* TASK DATA *
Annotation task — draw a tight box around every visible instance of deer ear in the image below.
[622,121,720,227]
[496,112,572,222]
---
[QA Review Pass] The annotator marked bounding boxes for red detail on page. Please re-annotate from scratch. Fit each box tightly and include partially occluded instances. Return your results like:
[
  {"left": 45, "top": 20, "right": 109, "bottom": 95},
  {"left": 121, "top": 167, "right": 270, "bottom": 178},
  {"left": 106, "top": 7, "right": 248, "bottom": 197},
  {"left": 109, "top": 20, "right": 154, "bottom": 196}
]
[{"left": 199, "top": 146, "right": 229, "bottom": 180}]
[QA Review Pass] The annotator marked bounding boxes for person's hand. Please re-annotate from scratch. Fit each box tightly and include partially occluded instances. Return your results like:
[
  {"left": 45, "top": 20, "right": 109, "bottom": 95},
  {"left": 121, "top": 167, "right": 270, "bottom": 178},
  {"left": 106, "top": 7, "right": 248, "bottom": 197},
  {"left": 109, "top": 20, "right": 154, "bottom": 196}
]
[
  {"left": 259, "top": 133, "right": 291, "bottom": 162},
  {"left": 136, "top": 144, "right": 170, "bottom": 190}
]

* PROBLEM DESCRIPTION *
Rewrite the lines starting at the one that contains "Annotation task —" and ending at the one that contains "[496,112,572,222]", changing "deer ear" to "deer antler" and keeping everything else the same.

* TASK RESPONSE *
Annotation task — draw a tight box around every visible instance of deer antler in the image below.
[622,121,720,227]
[496,112,572,222]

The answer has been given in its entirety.